***** DATA TO USE

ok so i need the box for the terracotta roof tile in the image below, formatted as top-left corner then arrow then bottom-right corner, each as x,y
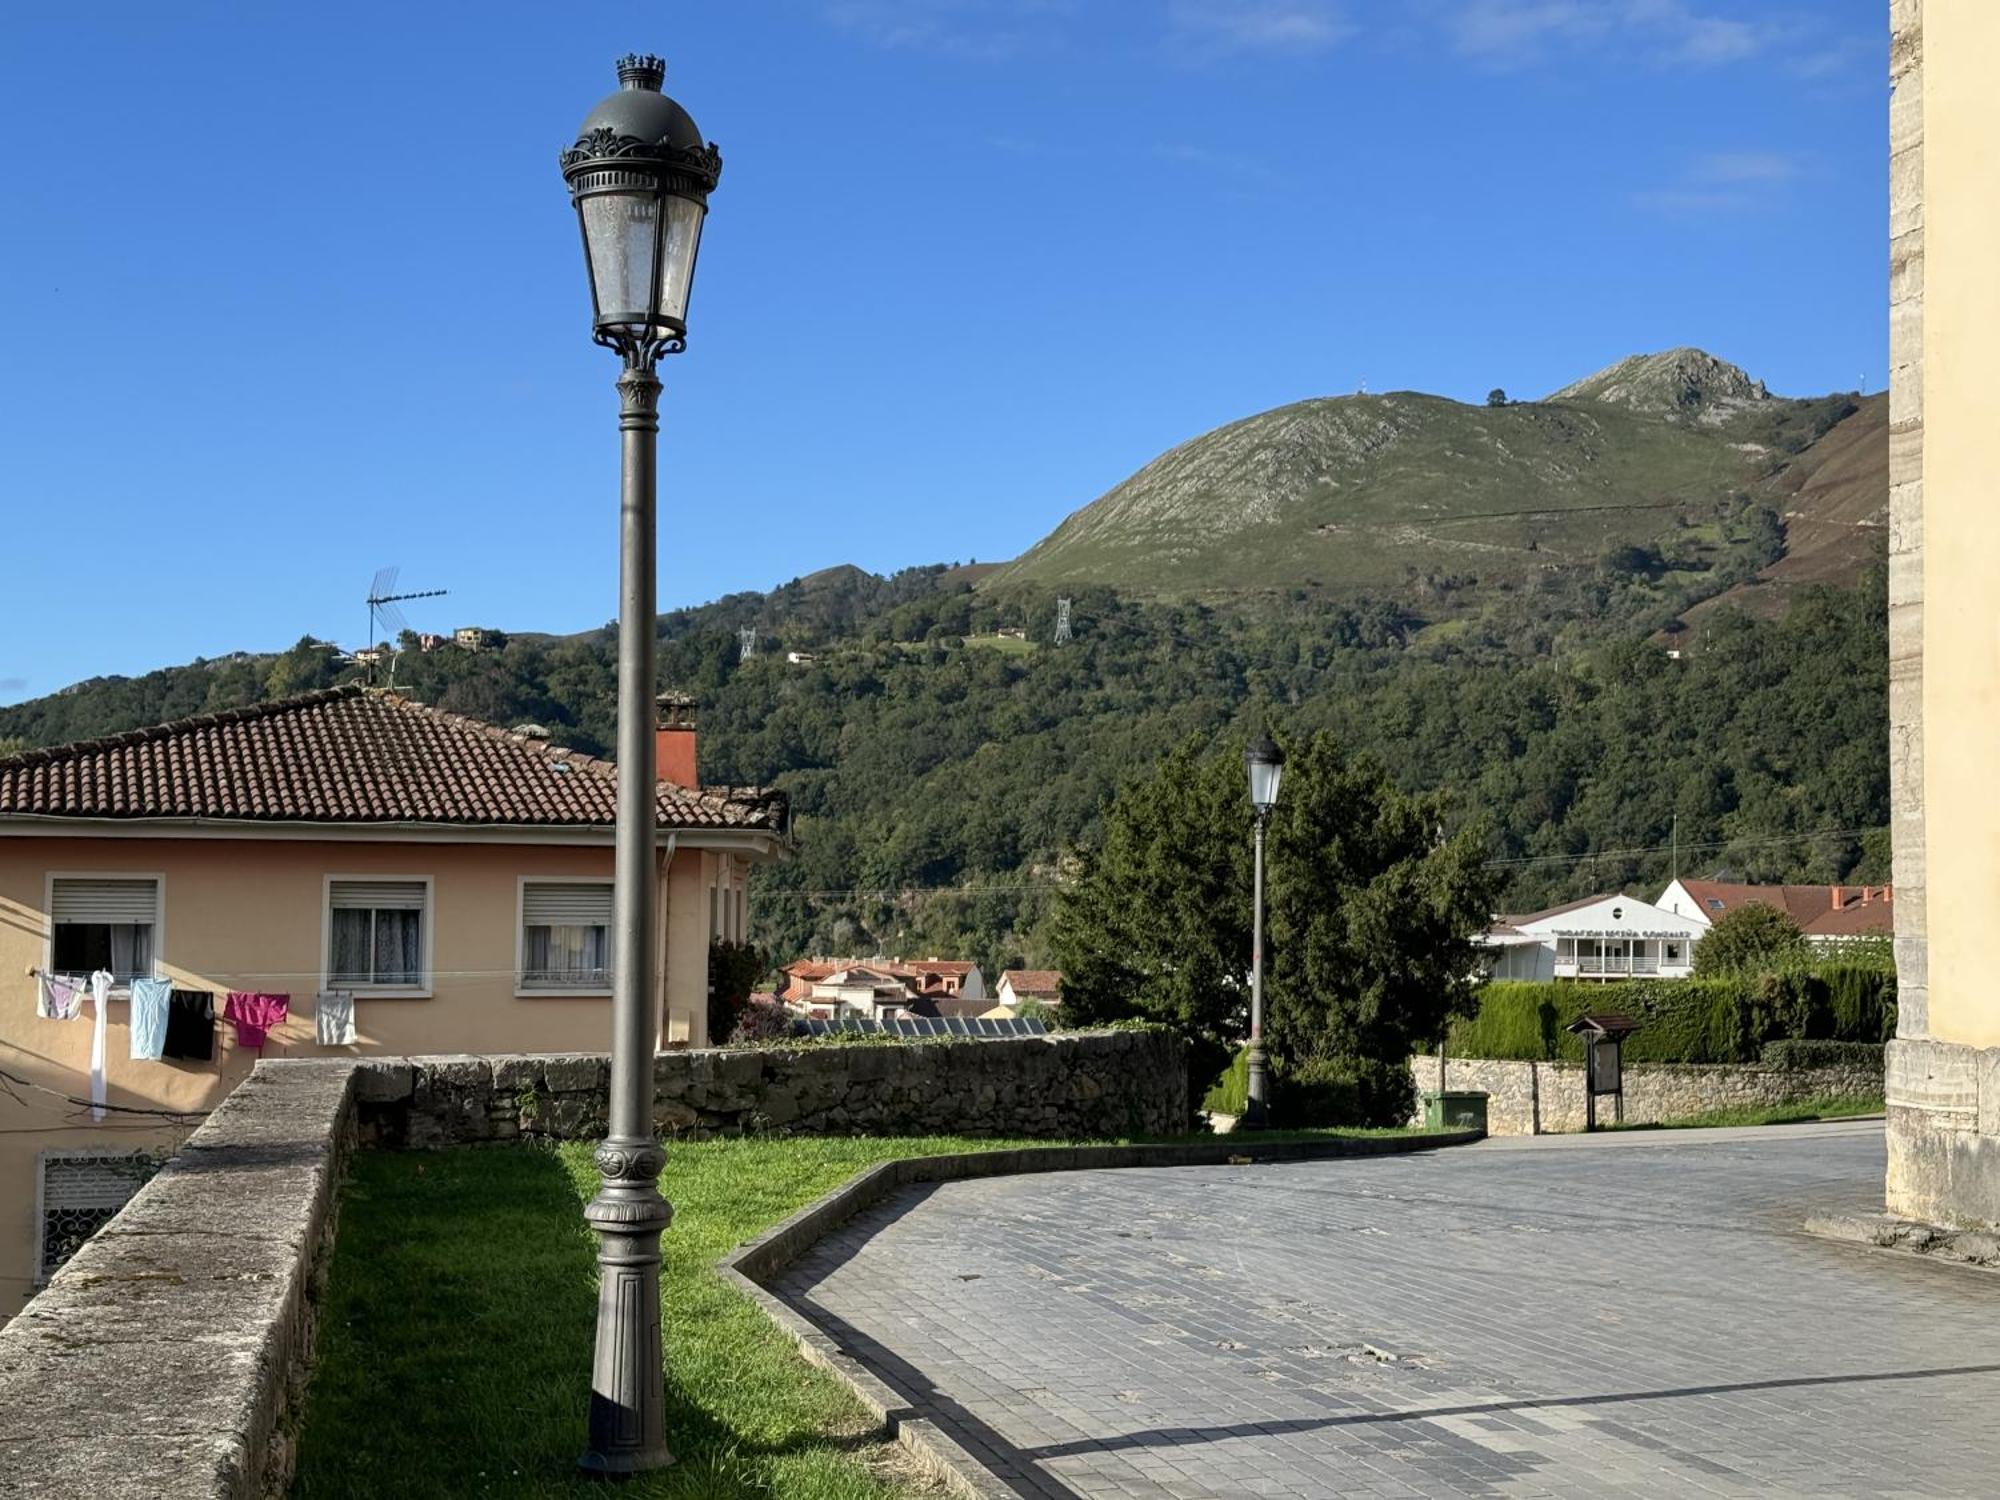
1001,969 -> 1063,997
1678,879 -> 1892,937
0,686 -> 786,832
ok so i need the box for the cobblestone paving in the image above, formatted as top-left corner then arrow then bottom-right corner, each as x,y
775,1123 -> 2000,1498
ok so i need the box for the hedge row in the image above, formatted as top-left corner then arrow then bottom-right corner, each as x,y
1448,965 -> 1897,1065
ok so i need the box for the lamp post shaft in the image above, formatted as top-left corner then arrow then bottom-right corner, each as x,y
580,357 -> 675,1476
1245,811 -> 1270,1128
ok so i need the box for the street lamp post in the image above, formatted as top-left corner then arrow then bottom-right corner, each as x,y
1243,735 -> 1285,1129
560,53 -> 721,1477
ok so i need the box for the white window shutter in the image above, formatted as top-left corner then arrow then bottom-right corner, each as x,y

**********

#### REQUIRED WORK:
Only the lines from the one containing "ok so i need the box for the hedge" through the final line of the data belong in the answer, repeated exactly.

#### SOLUTION TO THIS TASK:
ok so i need the box for the hedge row in the image above, formatted as top-left corner then arrow then bottom-right corner, each as x,y
1448,965 -> 1897,1065
ok so i need the box for the lamp post shaft in the image above, formatted as top-left corner then arrow then bottom-right corner, each as x,y
580,357 -> 675,1476
1245,811 -> 1270,1128
ok so i need the box for the street lamp post in the image above, formatted as top-left corner then arrow then bottom-right corner, each as x,y
1243,735 -> 1285,1129
560,53 -> 721,1477
ok so i need the box for the white window shutter in the image above, formatted as top-left corner then arrow then bottom-right corner, each as x,y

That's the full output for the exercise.